▶ [SET TASK]: Output, as a Markdown table with the columns Row and Line, only the lines of the records beginning with the line that contains "of the gray" and running through the line that contains "Query: wide staircase". Number each row and skip blank lines.

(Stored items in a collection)
● ● ● ●

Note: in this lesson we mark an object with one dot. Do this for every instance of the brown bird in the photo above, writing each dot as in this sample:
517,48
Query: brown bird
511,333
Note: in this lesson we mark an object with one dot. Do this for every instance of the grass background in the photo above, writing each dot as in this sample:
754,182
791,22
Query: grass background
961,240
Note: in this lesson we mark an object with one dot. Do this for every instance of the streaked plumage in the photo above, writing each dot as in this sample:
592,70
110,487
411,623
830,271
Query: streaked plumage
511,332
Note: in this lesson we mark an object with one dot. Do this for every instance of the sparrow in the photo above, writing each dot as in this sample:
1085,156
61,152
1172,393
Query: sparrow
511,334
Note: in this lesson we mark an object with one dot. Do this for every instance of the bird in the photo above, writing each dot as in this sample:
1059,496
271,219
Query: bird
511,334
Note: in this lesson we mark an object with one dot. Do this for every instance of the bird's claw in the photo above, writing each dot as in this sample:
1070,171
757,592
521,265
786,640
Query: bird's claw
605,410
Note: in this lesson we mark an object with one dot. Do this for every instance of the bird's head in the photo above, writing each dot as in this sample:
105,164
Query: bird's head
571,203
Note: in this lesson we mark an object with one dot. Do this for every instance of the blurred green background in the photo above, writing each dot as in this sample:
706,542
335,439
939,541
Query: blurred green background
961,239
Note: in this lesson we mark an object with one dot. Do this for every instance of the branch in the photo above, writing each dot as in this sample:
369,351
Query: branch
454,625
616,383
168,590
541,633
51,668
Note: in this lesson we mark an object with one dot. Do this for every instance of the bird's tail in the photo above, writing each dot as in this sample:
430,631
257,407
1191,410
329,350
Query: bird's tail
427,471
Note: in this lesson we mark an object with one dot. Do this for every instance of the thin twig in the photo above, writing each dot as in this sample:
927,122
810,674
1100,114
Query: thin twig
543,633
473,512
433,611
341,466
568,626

● ● ● ●

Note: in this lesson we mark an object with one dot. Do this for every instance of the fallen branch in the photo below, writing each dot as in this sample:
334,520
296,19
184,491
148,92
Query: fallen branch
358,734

● ● ● ●

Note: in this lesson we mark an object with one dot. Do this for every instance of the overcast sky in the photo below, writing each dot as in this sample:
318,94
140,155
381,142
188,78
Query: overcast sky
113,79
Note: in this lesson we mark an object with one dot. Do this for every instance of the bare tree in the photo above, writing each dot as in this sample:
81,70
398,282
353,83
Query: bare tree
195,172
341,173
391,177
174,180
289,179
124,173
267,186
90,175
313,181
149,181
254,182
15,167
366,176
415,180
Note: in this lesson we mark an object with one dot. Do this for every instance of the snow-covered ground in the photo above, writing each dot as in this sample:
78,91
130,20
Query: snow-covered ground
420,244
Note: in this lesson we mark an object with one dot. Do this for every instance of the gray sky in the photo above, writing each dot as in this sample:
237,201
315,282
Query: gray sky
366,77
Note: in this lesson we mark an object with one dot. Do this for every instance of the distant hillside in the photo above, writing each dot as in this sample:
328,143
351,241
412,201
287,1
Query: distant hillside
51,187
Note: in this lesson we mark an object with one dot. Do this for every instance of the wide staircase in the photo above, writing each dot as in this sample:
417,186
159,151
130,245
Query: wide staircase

● ● ● ●

▶ [RIGHT ANSWER]:
| Row | Line |
|---|---|
| 1 | Note: in this lesson we mark an object with one dot. Do this for every instance of the gray sky in the photo above, writing each dot as in this sample: |
| 2 | 237,201 |
| 3 | 315,282 |
| 4 | Query: gray sky |
| 5 | 366,77 |
| 6 | Note: in this lesson we mark an object with one dot. Do this for every instance of the distant hillside in the photo above, writing each dot as in this sample: |
| 7 | 328,143 |
| 8 | 351,241 |
| 9 | 412,201 |
| 10 | 287,1 |
| 11 | Query: distant hillside |
| 12 | 51,187 |
| 13 | Note: in this lesson we mark an object with one dot. Do this for every instance of the wide staircase in the photo above, writing each dot as in this sample: |
| 14 | 417,186 |
| 15 | 159,151 |
| 16 | 130,245 |
| 17 | Query: wide staircase |